**Given passage:**
GPU Performance non functional

bmp02050 commented 1 year ago

System Information (please complete the following information):

OS & Version: Windows 11
ML.NET Version: 1.7.0
.NET Version: 6.0

Describe the bug Following all available documentation here (https://learn.microsoft.com/en-us/dotnet/machine-learning/tutorials/image-classification-api-transfer-learning) and resources available using SciSharp.Tensorflow.Redist-Windows-GPU V2.3.1 to utilize a 2060 TI using the images within the documentation of concrete as a base for training I am getting absolutely useless and terrible predictions and data coming back.

To Reproduce Steps to reproduce the behavior:

Open the solution folder
Run the API
Send a post request in postman to (http://localhost:5267/api/Trainer/buildModels with the path to the top level folder to build the model
Send a Postman request to http://localhost:5267/api/Trainer/predict with a form-data Key: file, Value: image Key: modelPath, Value: path to model folder, (sans the models.zip)

Expected behavior Training results in the following:

Phase: Training, Dataset used: Validation, Batch Processed Count: 1124, Epoch: 0, Accuracy: 0.071183994, Cross-Entropy: 18.97249 Phase: Training, Dataset used: Validation, Batch Processed Count: 1124, Epoch: 1, Accuracy: 0.071183994, Cross-Entropy: 15.170444 Phase: Training, Dataset used: Validation, Batch Processed Count: 1124, Epoch: 2, Accuracy: 0.071183994, Cross-Entropy: 30.240627 Phase: Training, Dataset used: Validation, Batch Processed Count: 1124, Epoch: 3, Accuracy: 0.38297707, Cross-Entropy: 26.751282 Phase: Training, Dataset used: Validation, Batch Processed Count: 1124, Epoch: 4, Accuracy: 0.20089968, Cross-Entropy: 34.458427 Phase: Training, Dataset used: Validation, Batch Processed Count: 1124, Epoch: 5, Accuracy: 0.38297707, Cross-Entropy: 26.768661 Phase: Training, Dataset used: Validation, Batch Processed Count: 1124, Epoch: 6, Accuracy: 0.071183994, Cross-Entropy: 31.264683 Phase: Training, Dataset used: Validation, Batch Processed Count: 1124, Epoch: 7, Accuracy: 0.38297707, Cross-Entropy: 16.774061 Phase: Training, Dataset used: Validation, Batch Processed Count: 1124, Epoch: 8, Accuracy: 0.20089968, Cross-Entropy: 23.46656

And predictions lead to a 0 or 1 in one of 6 categories and always comes up the same regardless of what image is sent.

Screenshots, Code, Sample Projects The entire program will be zipped and attached

Additional context Using NVIDIA 10.1 and CUDNN 7.6.4 as required

New Compressed (zipped) Folder.zip

JakeRadMSFT commented 1 year ago

Have you tried Model Builder or the CLI?

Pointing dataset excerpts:
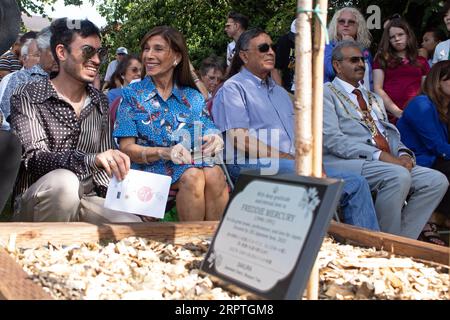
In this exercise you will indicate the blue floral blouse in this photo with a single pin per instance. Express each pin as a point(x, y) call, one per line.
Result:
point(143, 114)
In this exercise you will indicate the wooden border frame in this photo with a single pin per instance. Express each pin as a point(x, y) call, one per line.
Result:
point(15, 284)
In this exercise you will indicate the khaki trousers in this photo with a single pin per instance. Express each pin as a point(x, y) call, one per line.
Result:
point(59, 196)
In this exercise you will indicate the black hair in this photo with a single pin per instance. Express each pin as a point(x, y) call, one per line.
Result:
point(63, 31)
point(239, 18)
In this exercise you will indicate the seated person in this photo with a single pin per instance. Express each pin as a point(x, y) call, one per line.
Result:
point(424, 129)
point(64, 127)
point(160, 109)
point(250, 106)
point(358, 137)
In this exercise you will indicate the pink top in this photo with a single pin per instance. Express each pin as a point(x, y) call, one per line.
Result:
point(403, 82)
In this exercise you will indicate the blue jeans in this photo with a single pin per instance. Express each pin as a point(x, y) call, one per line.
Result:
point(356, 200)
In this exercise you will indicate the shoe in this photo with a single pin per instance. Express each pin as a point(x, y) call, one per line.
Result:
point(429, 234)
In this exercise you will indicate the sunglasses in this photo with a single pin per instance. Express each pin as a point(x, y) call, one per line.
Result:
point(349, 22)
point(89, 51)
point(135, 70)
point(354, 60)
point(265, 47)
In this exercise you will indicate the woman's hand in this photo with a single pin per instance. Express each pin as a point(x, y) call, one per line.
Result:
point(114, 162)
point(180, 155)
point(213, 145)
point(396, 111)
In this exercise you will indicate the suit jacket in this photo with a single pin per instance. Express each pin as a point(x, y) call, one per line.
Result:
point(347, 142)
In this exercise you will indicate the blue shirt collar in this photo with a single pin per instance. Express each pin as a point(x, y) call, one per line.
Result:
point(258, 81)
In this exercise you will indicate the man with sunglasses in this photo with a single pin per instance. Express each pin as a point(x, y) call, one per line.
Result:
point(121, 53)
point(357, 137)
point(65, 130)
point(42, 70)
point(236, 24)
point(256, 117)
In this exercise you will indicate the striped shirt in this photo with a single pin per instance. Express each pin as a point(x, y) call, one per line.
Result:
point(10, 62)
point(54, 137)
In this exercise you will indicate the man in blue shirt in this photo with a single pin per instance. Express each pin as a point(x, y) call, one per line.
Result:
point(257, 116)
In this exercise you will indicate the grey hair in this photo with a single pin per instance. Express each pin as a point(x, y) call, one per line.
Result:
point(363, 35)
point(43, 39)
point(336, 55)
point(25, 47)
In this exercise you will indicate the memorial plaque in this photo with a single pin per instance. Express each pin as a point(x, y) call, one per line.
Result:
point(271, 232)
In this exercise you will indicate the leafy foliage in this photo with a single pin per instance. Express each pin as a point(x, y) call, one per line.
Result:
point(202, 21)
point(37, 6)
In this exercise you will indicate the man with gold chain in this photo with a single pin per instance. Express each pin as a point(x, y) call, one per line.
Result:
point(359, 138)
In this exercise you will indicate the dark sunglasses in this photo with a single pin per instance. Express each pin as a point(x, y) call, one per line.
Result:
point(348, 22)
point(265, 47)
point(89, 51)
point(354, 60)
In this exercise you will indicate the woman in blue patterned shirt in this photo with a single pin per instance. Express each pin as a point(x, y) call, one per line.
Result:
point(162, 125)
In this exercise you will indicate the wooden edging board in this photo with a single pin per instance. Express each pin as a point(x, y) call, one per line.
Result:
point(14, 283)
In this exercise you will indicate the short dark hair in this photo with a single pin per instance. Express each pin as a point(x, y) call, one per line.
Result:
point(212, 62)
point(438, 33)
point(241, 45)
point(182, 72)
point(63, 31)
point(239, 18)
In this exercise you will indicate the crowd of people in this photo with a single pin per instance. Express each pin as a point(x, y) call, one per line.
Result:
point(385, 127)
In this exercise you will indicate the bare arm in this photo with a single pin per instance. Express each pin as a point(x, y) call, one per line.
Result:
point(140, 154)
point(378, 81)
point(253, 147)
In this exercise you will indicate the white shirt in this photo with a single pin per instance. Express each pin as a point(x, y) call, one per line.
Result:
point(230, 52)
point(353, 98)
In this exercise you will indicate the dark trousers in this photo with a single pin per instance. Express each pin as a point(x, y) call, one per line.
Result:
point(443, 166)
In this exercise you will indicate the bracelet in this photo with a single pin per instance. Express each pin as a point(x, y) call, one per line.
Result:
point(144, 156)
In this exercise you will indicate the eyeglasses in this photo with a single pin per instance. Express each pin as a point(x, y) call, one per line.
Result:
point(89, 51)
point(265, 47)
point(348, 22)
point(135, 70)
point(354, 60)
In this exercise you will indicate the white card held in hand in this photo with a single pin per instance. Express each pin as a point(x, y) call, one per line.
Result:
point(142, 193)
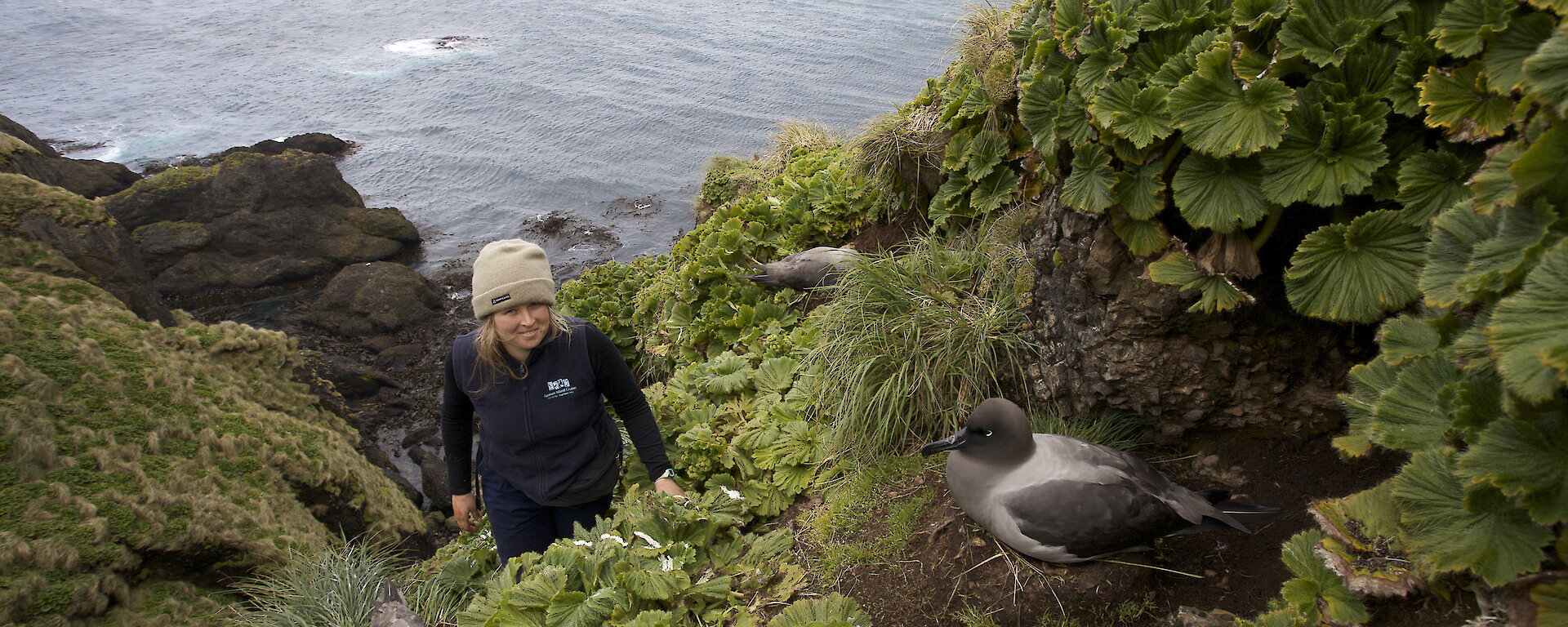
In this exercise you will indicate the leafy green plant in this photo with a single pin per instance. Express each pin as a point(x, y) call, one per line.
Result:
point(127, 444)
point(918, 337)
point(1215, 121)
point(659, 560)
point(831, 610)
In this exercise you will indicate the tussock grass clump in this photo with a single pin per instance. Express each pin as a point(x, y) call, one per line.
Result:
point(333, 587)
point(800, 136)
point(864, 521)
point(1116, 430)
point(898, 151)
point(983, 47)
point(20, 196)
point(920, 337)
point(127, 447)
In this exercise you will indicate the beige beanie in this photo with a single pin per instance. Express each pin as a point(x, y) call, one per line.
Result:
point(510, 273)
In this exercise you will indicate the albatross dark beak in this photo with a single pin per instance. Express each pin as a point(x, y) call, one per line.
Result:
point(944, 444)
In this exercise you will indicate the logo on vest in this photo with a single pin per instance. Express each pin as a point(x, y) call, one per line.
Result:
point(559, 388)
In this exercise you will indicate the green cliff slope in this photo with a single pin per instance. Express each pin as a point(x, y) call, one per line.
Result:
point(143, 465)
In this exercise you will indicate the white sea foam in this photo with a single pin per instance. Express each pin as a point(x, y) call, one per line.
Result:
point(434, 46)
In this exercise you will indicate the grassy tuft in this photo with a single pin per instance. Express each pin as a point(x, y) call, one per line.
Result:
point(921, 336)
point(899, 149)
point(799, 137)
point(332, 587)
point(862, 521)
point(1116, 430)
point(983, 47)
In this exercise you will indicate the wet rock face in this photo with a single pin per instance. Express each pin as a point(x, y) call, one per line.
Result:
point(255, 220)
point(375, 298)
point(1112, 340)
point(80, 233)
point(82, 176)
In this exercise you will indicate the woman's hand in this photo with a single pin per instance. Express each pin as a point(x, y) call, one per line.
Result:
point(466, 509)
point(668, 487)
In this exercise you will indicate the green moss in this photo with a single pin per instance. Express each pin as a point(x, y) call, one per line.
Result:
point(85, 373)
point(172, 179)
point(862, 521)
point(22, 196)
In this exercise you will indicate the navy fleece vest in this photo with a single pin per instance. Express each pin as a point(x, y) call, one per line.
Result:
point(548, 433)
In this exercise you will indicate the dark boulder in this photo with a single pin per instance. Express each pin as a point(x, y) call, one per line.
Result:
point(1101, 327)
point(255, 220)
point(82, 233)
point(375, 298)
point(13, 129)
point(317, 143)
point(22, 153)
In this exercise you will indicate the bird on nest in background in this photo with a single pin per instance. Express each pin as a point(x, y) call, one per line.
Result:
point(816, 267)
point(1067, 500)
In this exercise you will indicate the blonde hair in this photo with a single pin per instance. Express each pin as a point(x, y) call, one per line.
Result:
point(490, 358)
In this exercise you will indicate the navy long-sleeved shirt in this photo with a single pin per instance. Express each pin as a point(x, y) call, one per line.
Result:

**To-do list:**
a. List each distinct accuracy value that appears in the training output of the bug report.
b. Quote the bug report word for word, beginning at the words "Describe the bug" and stopping after "(sans the models.zip)".
The data is separate material, unrelated to the bug report.

**Answer list:**
a.
0.071183994
0.38297707
0.20089968

b.
Describe the bug Following all available documentation here (https://learn.microsoft.com/en-us/dotnet/machine-learning/tutorials/image-classification-api-transfer-learning) and resources available using SciSharp.Tensorflow.Redist-Windows-GPU V2.3.1 to utilize a 2060 TI using the images within the documentation of concrete as a base for training I am getting absolutely useless and terrible predictions and data coming back.

To Reproduce Steps to reproduce the behavior:

Open the solution folder
Run the API
Send a post request in postman to (http://localhost:5267/api/Trainer/buildModels with the path to the top level folder to build the model
Send a Postman request to http://localhost:5267/api/Trainer/predict with a form-data Key: file, Value: image Key: modelPath, Value: path to model folder, (sans the models.zip)